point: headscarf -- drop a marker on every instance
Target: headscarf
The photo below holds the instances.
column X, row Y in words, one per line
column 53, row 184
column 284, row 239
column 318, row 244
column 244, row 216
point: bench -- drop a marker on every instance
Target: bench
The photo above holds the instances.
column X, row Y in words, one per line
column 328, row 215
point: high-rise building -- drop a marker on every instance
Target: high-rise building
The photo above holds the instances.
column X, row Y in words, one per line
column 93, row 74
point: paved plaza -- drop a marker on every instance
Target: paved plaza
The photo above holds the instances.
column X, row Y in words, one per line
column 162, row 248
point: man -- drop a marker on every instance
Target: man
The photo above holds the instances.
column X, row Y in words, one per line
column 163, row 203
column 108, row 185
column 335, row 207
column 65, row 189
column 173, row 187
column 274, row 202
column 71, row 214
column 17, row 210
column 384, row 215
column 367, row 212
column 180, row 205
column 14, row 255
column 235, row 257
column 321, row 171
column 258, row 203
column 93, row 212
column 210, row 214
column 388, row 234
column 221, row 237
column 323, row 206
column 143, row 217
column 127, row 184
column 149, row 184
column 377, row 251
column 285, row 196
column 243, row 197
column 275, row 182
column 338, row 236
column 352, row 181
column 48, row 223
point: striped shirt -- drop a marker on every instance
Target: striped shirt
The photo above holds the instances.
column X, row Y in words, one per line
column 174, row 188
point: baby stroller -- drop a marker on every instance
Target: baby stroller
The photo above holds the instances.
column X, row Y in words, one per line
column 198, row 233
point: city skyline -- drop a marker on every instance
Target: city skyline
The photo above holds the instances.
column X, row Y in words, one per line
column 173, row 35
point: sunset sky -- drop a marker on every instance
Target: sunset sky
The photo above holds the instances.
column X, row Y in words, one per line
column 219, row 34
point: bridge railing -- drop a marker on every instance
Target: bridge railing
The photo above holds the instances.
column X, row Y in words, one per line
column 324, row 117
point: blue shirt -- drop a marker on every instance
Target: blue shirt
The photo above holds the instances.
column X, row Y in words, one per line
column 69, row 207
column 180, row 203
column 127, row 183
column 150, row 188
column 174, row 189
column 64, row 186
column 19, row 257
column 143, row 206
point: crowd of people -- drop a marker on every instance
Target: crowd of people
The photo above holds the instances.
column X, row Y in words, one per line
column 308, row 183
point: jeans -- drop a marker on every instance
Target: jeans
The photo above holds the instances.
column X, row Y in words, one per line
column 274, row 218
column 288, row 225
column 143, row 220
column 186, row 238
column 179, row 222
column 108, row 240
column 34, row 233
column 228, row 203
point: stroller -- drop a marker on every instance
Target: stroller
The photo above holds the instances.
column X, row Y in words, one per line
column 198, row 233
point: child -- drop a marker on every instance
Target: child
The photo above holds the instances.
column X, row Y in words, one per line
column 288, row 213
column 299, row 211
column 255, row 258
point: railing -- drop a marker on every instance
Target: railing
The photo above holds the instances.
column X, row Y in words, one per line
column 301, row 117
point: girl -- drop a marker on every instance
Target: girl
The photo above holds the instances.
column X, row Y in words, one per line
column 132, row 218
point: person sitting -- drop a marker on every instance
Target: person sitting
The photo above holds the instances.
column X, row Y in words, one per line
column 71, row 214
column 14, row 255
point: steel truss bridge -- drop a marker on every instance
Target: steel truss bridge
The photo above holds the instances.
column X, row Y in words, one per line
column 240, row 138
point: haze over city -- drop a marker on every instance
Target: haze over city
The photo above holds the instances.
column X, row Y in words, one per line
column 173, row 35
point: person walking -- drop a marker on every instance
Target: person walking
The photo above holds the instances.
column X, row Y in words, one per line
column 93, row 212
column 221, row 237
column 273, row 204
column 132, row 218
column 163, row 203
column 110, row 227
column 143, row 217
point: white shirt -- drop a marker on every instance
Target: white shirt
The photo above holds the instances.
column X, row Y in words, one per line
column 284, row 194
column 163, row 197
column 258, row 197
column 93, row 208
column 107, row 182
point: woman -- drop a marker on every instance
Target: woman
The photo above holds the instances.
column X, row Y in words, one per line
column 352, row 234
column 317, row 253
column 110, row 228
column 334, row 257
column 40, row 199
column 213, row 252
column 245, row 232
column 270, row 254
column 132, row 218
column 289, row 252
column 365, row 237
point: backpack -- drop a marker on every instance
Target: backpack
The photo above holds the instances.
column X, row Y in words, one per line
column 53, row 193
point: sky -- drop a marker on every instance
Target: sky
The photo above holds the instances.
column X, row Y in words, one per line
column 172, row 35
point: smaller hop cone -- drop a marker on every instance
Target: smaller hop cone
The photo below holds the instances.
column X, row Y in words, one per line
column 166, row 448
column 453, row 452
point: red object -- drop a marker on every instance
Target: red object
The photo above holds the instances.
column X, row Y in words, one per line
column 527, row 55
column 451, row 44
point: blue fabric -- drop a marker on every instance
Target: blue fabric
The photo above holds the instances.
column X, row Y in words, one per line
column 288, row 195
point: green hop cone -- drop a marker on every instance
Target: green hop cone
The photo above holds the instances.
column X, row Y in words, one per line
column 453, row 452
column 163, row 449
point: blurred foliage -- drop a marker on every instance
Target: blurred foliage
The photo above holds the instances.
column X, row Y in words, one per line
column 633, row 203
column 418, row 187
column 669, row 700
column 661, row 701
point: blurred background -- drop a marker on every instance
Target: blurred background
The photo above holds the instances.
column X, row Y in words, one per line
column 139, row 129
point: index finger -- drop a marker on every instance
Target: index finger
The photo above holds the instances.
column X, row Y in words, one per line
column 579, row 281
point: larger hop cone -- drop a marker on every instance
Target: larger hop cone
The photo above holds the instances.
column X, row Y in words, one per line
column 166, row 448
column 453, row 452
======
Return the listing exactly as it was given to you, with every line intact.

point: headscarf -- drop a marker on every instance
Target: headscarf
The photo below holds the instances.
column X, row Y in words, one per line
column 53, row 184
column 284, row 239
column 318, row 244
column 244, row 216
point: bench -- drop a marker on every instance
Target: bench
The photo above holds the instances.
column X, row Y in words, one per line
column 328, row 215
point: high-rise building -- drop a marker on every instance
Target: high-rise building
The photo above holds the instances.
column X, row Y in words, one per line
column 93, row 74
point: paved plaza -- drop a marker on every instance
Target: paved plaza
The photo above holds the instances.
column X, row Y in words, one per line
column 162, row 248
point: man -- drop a marker on every instance
Target: man
The photo above holds the instances.
column X, row Y in words, one per line
column 163, row 203
column 108, row 185
column 335, row 207
column 65, row 189
column 173, row 187
column 274, row 202
column 71, row 214
column 17, row 210
column 384, row 215
column 367, row 212
column 180, row 205
column 14, row 255
column 235, row 257
column 321, row 171
column 258, row 203
column 93, row 212
column 210, row 214
column 388, row 234
column 221, row 237
column 323, row 206
column 143, row 217
column 127, row 184
column 149, row 184
column 377, row 251
column 285, row 196
column 243, row 197
column 275, row 182
column 338, row 236
column 352, row 181
column 48, row 223
point: striped shirt -- drop a marker on every instance
Target: striped shirt
The photo above holds the instances.
column X, row Y in words, one per line
column 174, row 188
point: baby stroller -- drop a marker on every instance
Target: baby stroller
The photo above holds the instances.
column X, row Y in words, one per line
column 198, row 233
point: city skyline -- drop a marker on every instance
Target: city skyline
The photo above holds the instances.
column X, row Y in words, one per line
column 173, row 35
point: sunset sky -- drop a marker on every instance
Target: sunset sky
The photo above holds the instances.
column X, row Y in words, one per line
column 219, row 34
point: bridge railing -- drop a marker on every instance
Target: bridge railing
The photo above holds the instances.
column X, row Y in words, one per line
column 324, row 117
point: blue shirt -- drop a marker on every instance
Target: blue shirt
The photo above holds the instances.
column X, row Y in words, one per line
column 69, row 207
column 180, row 203
column 127, row 183
column 150, row 188
column 174, row 189
column 64, row 186
column 19, row 257
column 143, row 206
point: crowd of people -- drop a marker on every instance
Target: crowd of people
The photo above holds the instances.
column X, row Y in words, one per line
column 308, row 183
point: jeans -- drop a marker on every instance
Target: jeans
The photo above holds the instances.
column X, row Y in words, one per line
column 274, row 218
column 288, row 225
column 143, row 220
column 186, row 238
column 179, row 222
column 108, row 240
column 34, row 233
column 228, row 203
point: stroller -- drop a marker on every instance
Target: stroller
The photo above holds the instances.
column X, row Y in words, one per line
column 198, row 233
point: child -- drop a marker on every instance
Target: child
The photo above holds the instances.
column X, row Y in words, one per line
column 288, row 213
column 299, row 211
column 255, row 258
point: railing -- drop a marker on every instance
Target: railing
The photo above holds the instances.
column X, row Y in words, one per line
column 301, row 117
point: girl -- drop a marker on every instance
Target: girl
The photo above holds the instances.
column X, row Y in words, one per line
column 132, row 218
point: person sitting -- drop a marker on every instance
Target: person sitting
The photo above holds the instances.
column X, row Y in words, one per line
column 71, row 214
column 14, row 255
point: steel truss bridge -- drop a marker on every instance
Target: steel truss bridge
The photo above holds the instances.
column X, row Y in words, one per line
column 240, row 138
point: haze over city -- drop a marker on every instance
Target: haze over city
The photo above holds the instances.
column X, row Y in words, one per line
column 173, row 35
point: person walking -- drop a marker on every instance
Target: person walking
The photo above holds the instances.
column X, row Y in words, one per line
column 93, row 212
column 221, row 237
column 273, row 204
column 132, row 218
column 163, row 203
column 110, row 227
column 143, row 217
point: white shirt -- drop a marker on every instance
Target: white shirt
The photo above holds the instances.
column X, row Y in words, one per line
column 284, row 194
column 163, row 197
column 258, row 197
column 93, row 208
column 107, row 182
point: woman -- drop a marker on every instance
Target: woman
The photo above holds the instances.
column X, row Y in words, one per line
column 352, row 234
column 317, row 253
column 110, row 228
column 334, row 257
column 40, row 199
column 213, row 252
column 245, row 232
column 270, row 254
column 132, row 218
column 289, row 252
column 365, row 237
point: backpack -- drop a marker on every instance
Target: backpack
The photo above holds the instances.
column X, row Y in words, one per line
column 53, row 193
point: sky -- drop a marker on every instance
Target: sky
The photo above holds the instances.
column X, row Y in words, one per line
column 172, row 35
point: smaller hop cone -- drop a marker on every instance
Target: smaller hop cone
The photo below holds the instances.
column X, row Y in words, one per line
column 166, row 448
column 453, row 452
point: red object -- drop a marker on every instance
Target: red object
The photo above holds the instances.
column X, row Y in words, one per line
column 527, row 55
column 451, row 44
point: blue fabric -- drop a marker on every instance
Target: blue fabric
The photo above holds the instances.
column X, row Y in words, one per line
column 288, row 195
point: green hop cone -- drop a marker on every instance
Target: green hop cone
The photo above holds the instances.
column X, row Y in words, one per line
column 453, row 452
column 163, row 449
point: blurred foliage -- drop a marker on every instance
Target: blurred foliage
The photo above holds the instances.
column X, row Y in words, one per line
column 633, row 203
column 418, row 187
column 669, row 700
column 661, row 701
point: blurred background -- drop a marker on every instance
Target: blurred background
The photo above holds the instances.
column X, row Y in words, one per line
column 139, row 129
point: index finger -- drop a marker on every instance
Target: index finger
The photo above holds the instances.
column X, row Y in words, one per line
column 579, row 281
point: larger hop cone -- drop a marker on every instance
Target: larger hop cone
The photo above holds the instances.
column X, row Y in words, one per line
column 166, row 448
column 453, row 452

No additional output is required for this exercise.